Would you quote the material below in full and unchanged?

▬▬▬▬▬▬▬▬▬▬

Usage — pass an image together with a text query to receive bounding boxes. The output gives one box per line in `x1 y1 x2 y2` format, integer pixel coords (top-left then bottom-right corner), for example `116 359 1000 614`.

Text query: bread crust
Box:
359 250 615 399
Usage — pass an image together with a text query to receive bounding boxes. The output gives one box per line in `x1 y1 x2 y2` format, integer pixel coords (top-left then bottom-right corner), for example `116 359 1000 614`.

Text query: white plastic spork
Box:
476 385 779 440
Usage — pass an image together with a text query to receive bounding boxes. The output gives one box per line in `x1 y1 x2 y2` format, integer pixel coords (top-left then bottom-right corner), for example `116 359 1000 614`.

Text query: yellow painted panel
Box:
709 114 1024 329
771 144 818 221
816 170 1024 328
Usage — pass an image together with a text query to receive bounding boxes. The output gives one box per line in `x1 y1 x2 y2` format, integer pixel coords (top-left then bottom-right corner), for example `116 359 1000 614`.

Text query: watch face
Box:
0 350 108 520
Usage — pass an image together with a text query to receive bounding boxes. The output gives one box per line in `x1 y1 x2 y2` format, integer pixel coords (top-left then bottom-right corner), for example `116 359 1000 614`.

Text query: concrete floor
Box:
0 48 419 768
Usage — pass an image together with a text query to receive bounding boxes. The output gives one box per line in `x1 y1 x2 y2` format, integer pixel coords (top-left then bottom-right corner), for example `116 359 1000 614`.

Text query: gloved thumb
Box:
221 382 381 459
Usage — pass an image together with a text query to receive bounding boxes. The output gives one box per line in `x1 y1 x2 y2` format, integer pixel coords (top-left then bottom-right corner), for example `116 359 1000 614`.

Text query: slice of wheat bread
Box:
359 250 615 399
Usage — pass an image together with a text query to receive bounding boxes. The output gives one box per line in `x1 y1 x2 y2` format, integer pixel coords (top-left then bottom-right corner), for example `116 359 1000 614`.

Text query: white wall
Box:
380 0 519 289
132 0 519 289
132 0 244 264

▬▬▬▬▬▬▬▬▬▬

**Exercise response**.
Usage — pass an image together with a text query to receive bounding boxes. The output gives one box per line in `x1 y1 x2 y2` format, integer pixel coords (top-left then bottom-right corner), for example `116 359 1000 614`.

Text query: bread crust
Box:
359 250 615 399
Usage — pass an image together with a text query to receive bounding boxes. The output gives one box per line in `x1 y1 x2 y2` format, integer pixel coords (top-left then bottom-right corner), for example `116 359 1000 614`.

Text query: white plastic spork
Box:
476 385 779 440
Usage — pass an image together with a text query to receive bounding boxes. The output gives one box per line in `x1 y1 x2 y2` format, integer pixel coords (top-left then bottom-right corner), for example `116 359 1000 614`.

Text query: yellow painted panel
Box:
709 114 1024 329
771 144 818 221
816 170 1024 328
Usage — pass an image together with a text query to receive bounding boxes. The output gives one box per line in `x1 y1 x2 y2` format, integer pixel coords (top-left then bottom-right corner), for example `116 359 1000 614`.

Text query: watch face
Box:
0 350 108 520
Usage — pass an image together with a text query to receive bounding boxes. The output gives one box per line in `x1 y1 x2 y2` format, integer pixel coords (top-left then bottom-right corner), for example `116 359 1000 614`.

Text query: concrete floor
Box:
0 48 419 768
Usage — pass an image together with a text query to receive bounding boxes. The output gives one box per line in `x1 y1 x2 y2` format, integer pixel coords (top-left then bottom-right corner), for example `116 359 1000 614`.

Text query: gloved thumb
Box:
221 382 381 459
Usage — pass an image together with a text query to receive bounding boxes. The output gives one box per line in `x1 y1 x2 y2` format, integer pixel coords (top-left then bottom-right corner), for example `116 359 1000 614`.

Text query: slice of wheat bread
Box:
359 250 615 399
Usage — pass an image together with a text query to receive bounding boxes. The output gives one box per line in `x1 y1 x2 y2` format, integer pixel coords (top-left then bottom-right corner), for example `116 359 1000 614`.

Text query: white wall
Box:
380 0 519 289
132 0 519 289
132 0 244 264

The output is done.